PROBLEMS AND TASKS |
a) Retype the part of the DSE review thread below starting at "Do not optimize" and ending at "a single location.".
b) In the DSE review thread below, what analysis does DSE use that may let it find and cache a more dominating clobber than the walker usually would?
c) Decide whether each statement agrees with the DSE review thread below. Answer yes or no and quote the deciding words.
(i) The updated code does not optimize killing defs that also read from memory.
(ii) The patch sets the optimized access for mem-phis.
(iii) Harbormaster completed the remote builds on Oct 31 2021.

GIVEN TEXT |
*-*-*

Do not optimize accesses for instructions also reading from memory. With the current guarantee that getLocForWriteEx only supports instructiosn that modify a single location this should guarantee that KillingDef only accesses a single location.

fhahn marked an inline comment as done.Oct 27 2021, 3:27 AM

fhahn added inline comments.

llvm/lib/Transforms/Scalar/DeadStoreElimination.cpp
1410	You are right, I my thinking about mem-defs was a bit backwards, we also need to consider defs of the read access here. I updated the code to not optimize killing defs that also read from memory. With the current restriction to only support writing instructions with a single memory location that should guarantee that only defs which access a single location (KillingLoc) are optimized. I added a test in 1a2a7cca3e43 which I think may be mis-optimized due to the issue you described, if we support eliminating redundant memcpys based on earlier memcpys.

Harbormaster completed remote builds in B130905: Diff 382589.Oct 27 2021, 4:26 AM

fhahn mentioned this in D105098: [DSE][NFC] Introduce "doesn't overwrite" return code for isOverwrite.Oct 31 2021, 9:46 AM

In D112313#3088714, @fhahn wrote:

In D112313#3085784, @nikic wrote:

Conversely, if another pass runs after DSE and uses the caching walker, it will now return the access optimized by DSE, but will it always be the same as the one produced by the walker?

I *think* the patch should only set the optimized access *if* we hit a 'guaranteed' write-clobber, so this should be the 'nearest' dominating write-clobber. It intentionally does not set the optimized access for mem-phis or non-aliasing writes. I think this should be consistent with the walker as we only set the optimized access if it could not be skipped by the walker. That is modulo differences in the AA interpretation used between the walker and isOverwrite.

Right. For example DSE uses the earliest escape analysis, so it may find and cache a better (i.e. more dominating) clobber than the walker usually would.

Maybe it's okay. Would be great for @asbirlea to chime in.

In D112313#3099064, @nikic wrote:

In D112313#3088714, @fhahn wrote:

In D112313#3085784, @nikic wrote:

Conversely, if another pass runs after DSE and uses the caching walker, it will now return the access optimized by DSE, but will it always be the same as the one produced by the walker?

I *think* the patch should only set the optimized access *if* we hit a 'guaranteed' write-clobber, so this should be the 'nearest' dominating write-clobber. It intentionally does not set the optimized access for mem-phis or non-aliasing writes. I think this should be consistent with the walker as we only set the optimized access if it could not be skipped by the walker. That is modulo differences in the AA interpretation used between the walker and isOverwrite.

Right. For example DSE uses the earliest escape analysis, so it may find and cache a better (i.e. more dominating) clobber than the walker usually would.

Good point, I should have said 'at least as good' compared to most uses of the walkers, depending on the AA the walker uses.

Maybe it's okay. Would be great for @asbirlea to chime in.

That would be great, as this seems a fundamental question when interacting with MemSSA, i.e. how passes should or shouldn't optimize MemorySSA as they go along.

ping @asbirlea :)

Do you think DSE should optimize MemorySSA or is that better left to the official walkers only?

Allowing passes to do this is a slippery slope...

*-*-*

DATASET EXCERPT |
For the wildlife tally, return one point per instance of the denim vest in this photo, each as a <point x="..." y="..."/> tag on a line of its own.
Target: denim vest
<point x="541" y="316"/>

*-*-*

ANSWERS TO THE PROBLEMS |
a)
Do not optimize accesses for instructions also reading from memory. With the current guarantee that getLocForWriteEx only supports instructiosn that modify a single location this should guarantee that KillingDef only accesses a single location.

b) The earliest escape analysis.

c)
(i) Yes: "I updated the code to not optimize killing defs that also read from memory."
(ii) No: "It intentionally does not set the optimized access for mem-phis or non-aliasing writes."
(iii) No: "Harbormaster completed remote builds in B130905: Diff 382589.Oct 27 2021, 4:26 AM"